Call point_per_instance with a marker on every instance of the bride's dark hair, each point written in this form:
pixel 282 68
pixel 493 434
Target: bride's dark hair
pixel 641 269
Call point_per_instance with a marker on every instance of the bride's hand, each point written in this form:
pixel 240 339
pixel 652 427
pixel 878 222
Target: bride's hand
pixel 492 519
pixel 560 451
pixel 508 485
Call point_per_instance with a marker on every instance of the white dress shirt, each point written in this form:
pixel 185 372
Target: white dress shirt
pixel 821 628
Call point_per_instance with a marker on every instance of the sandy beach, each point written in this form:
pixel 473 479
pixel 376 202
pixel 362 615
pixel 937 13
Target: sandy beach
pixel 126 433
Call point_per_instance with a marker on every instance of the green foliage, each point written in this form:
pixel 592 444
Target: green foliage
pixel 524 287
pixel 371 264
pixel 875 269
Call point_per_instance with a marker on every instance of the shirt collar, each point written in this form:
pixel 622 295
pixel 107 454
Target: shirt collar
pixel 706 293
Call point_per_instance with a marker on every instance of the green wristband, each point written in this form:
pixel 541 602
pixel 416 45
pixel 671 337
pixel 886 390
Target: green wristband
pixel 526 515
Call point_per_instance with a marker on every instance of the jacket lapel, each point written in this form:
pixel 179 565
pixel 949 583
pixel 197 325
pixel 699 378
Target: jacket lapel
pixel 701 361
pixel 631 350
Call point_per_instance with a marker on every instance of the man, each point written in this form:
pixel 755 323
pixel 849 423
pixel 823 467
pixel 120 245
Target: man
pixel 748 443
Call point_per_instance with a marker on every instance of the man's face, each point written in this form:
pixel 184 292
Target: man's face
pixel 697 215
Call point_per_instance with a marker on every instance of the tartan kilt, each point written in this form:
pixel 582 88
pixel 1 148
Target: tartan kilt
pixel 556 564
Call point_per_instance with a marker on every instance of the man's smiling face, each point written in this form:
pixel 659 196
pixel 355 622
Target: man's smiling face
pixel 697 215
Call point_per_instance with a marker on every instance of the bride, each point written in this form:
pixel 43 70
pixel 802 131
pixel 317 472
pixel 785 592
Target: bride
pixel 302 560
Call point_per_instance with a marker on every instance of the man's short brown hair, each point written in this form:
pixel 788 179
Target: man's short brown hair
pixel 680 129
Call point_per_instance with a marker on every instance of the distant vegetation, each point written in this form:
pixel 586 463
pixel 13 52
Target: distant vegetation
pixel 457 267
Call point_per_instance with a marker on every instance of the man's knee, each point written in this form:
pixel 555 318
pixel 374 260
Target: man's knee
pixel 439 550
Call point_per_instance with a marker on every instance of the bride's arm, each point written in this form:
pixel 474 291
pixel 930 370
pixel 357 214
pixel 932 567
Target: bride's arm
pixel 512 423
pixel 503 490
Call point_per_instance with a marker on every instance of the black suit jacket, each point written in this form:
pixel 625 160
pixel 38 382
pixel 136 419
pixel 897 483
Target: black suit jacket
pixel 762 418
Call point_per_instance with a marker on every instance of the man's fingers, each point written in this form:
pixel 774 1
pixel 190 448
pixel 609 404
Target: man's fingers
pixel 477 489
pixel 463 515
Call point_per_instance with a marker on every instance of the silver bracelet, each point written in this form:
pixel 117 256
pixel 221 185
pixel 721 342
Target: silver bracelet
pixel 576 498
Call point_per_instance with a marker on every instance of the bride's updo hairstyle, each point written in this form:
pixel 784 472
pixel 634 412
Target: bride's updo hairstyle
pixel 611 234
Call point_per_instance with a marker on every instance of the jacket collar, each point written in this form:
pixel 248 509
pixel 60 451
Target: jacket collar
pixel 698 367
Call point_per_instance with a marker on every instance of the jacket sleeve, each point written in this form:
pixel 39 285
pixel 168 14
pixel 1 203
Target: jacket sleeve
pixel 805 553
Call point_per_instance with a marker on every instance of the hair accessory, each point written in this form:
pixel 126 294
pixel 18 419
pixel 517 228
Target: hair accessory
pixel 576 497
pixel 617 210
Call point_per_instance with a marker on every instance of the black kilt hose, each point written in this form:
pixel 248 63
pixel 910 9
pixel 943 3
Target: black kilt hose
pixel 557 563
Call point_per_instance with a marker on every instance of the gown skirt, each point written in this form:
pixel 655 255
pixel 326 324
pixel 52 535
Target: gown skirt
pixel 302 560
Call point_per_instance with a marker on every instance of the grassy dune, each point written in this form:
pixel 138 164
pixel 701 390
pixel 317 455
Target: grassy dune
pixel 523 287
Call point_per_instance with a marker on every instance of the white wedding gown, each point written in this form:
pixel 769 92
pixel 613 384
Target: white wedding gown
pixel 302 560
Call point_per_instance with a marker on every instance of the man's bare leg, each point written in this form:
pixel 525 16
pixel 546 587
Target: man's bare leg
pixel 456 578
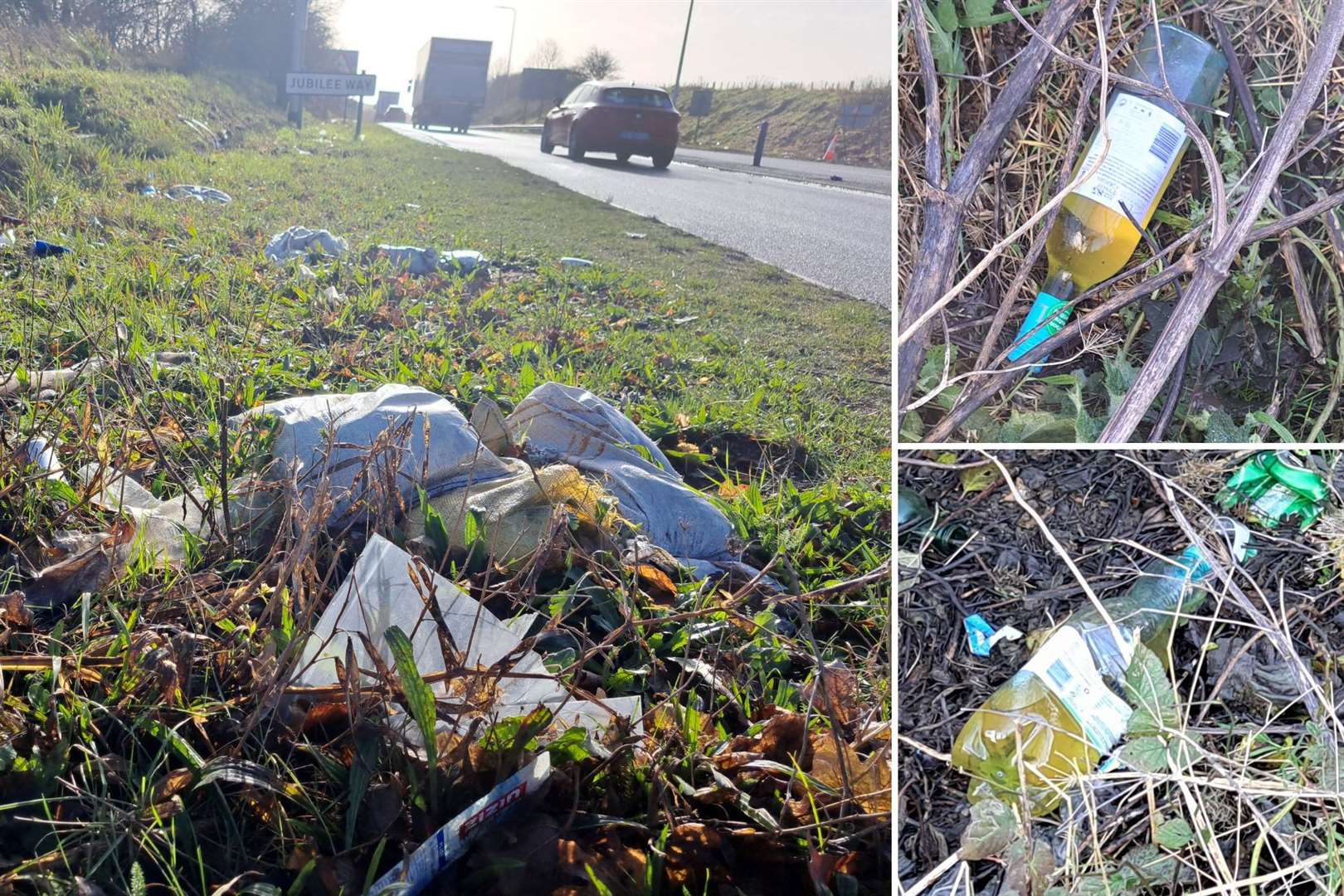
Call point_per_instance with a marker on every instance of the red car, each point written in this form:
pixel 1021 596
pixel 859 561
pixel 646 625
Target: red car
pixel 622 119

------------

**DIRECTION**
Please write out all of the material above word for word, omitting the pictures.

**EXERCISE RESULT**
Call point_per_instance with a marker on every instance of the bride's dark hair, each point written in this form:
pixel 282 68
pixel 493 434
Target: bride's dark hair
pixel 641 269
Call point_per_instance with a marker on every instance of the bride's hand, each point written in this form:
pixel 240 339
pixel 652 427
pixel 878 222
Target: bride's hand
pixel 492 519
pixel 560 451
pixel 508 485
Call point_per_instance with a marker on every instance of the white dress shirt, each point written in this form:
pixel 185 372
Target: white dress shirt
pixel 821 628
Call point_per_instance with a marker on every instance of the sandy beach, each point written in this form:
pixel 473 479
pixel 376 202
pixel 362 615
pixel 937 13
Target: sandy beach
pixel 126 433
Call point_per_instance with a marker on every instance of the green foliage, each point written in this form:
pixel 592 444
Target: green foliage
pixel 524 287
pixel 371 264
pixel 875 269
Call point_per_instance with a marker on every instance of the shirt collar, each point written in this form:
pixel 622 295
pixel 107 454
Target: shirt collar
pixel 706 293
Call point_per_instance with a marker on every instance of the green wristband, each point written in this form:
pixel 541 602
pixel 416 45
pixel 671 337
pixel 886 390
Target: green wristband
pixel 526 515
Call point_per_instance with a marker on every instance of the jacket lapel, each point written in this form:
pixel 179 565
pixel 949 583
pixel 197 325
pixel 699 378
Target: jacket lapel
pixel 701 361
pixel 631 350
Call point_per_instance with a marker on every instance of the man, each point written in this form:
pixel 755 323
pixel 849 423
pixel 823 467
pixel 120 245
Target: man
pixel 748 443
Call point_per_instance with a marker on every instance of the man's face, each point written in this form:
pixel 184 292
Target: man's face
pixel 697 215
Call point_per_instance with a marker on every instance of the tartan kilt, each point written in this form:
pixel 582 88
pixel 1 148
Target: tartan kilt
pixel 556 564
Call point_per_instance with a marker on every instance of the man's smiling face, each point written in this form:
pixel 659 196
pixel 355 622
Target: man's smiling face
pixel 697 215
Call point_per_instance with a marker on every instance of the bride, each point written in this form:
pixel 43 70
pixel 802 131
pixel 317 472
pixel 785 592
Target: bride
pixel 302 560
Call point_per_instance with a marker on every instance of the man's short brown hair, each point written in this form:
pixel 788 179
Target: man's short brown hair
pixel 680 129
Call point_per_instance with a marker on every instance of the distant vegetation, each point written in this form:
pixel 586 463
pixel 13 52
Target: distant vegetation
pixel 457 267
Call point_per_instance with a marker on every instance of the man's knee, each point written in this form:
pixel 555 318
pixel 374 260
Target: man's knee
pixel 439 550
Call point_per_instance with a marker on every instance of the bride's arm, each point written in this form:
pixel 474 291
pixel 930 370
pixel 357 214
pixel 932 567
Target: bride's arm
pixel 512 423
pixel 503 490
Call point_per_instance with a marker on every instance of the black suit jacket, each point written in this form:
pixel 625 160
pixel 38 382
pixel 136 419
pixel 897 483
Target: black suit jacket
pixel 762 418
Call point_per_instance with a marker on every instance of the man's fingers, each point written in this form:
pixel 774 1
pixel 190 448
pixel 609 404
Target: man's fingers
pixel 477 489
pixel 463 515
Call point_per_instance with a marker on every instance of the silver bracelet, each point written in this form:
pixel 117 256
pixel 221 185
pixel 721 342
Target: silver bracelet
pixel 576 498
Call point_per_instance with a marker on every instance of the bride's updo hairstyle, each point written in this form:
pixel 784 472
pixel 634 412
Target: bride's updo hairstyle
pixel 611 234
Call point_per_instance with a marker on every instance of the jacket collar, each point written in this form:
pixel 248 509
pixel 60 451
Target: jacket collar
pixel 698 367
Call point_per_instance with a marker on every instance of the jacket sleeve, each point written in this form:
pixel 39 285
pixel 168 14
pixel 1 203
Target: jacket sleeve
pixel 805 553
Call point_per_instance with a marker on every instance of the hair accessory, each point written in this form:
pixel 126 294
pixel 18 419
pixel 517 228
Target: hair accessory
pixel 576 497
pixel 617 210
Call point_per_instance with a marker on every instance of the black kilt hose, each point written in this form:
pixel 248 63
pixel 910 9
pixel 943 3
Target: black kilt hose
pixel 557 563
Call point_per_instance with a marker on every instance of the gown skirt, each point written in this form:
pixel 655 255
pixel 326 324
pixel 52 535
Target: gown skirt
pixel 302 560
Call point_per_instance with a marker on every instance of the grassy dune, each point written in this form:
pixel 138 164
pixel 701 390
pixel 317 455
Target: grassy dune
pixel 523 287
Call point_per_instance with a marker on every instance of the white wedding gown, each point written in this form:
pixel 769 92
pixel 613 384
Target: white wedding gown
pixel 302 560
Call point_per_instance with a marker on every instance of the man's bare leg, each point written in this form:
pixel 525 16
pixel 546 587
Target: man's bare leg
pixel 456 578
Call point_per_instance with a marker on every instance of the red car, each point written in this form:
pixel 1021 596
pixel 859 561
pixel 646 625
Target: red car
pixel 622 119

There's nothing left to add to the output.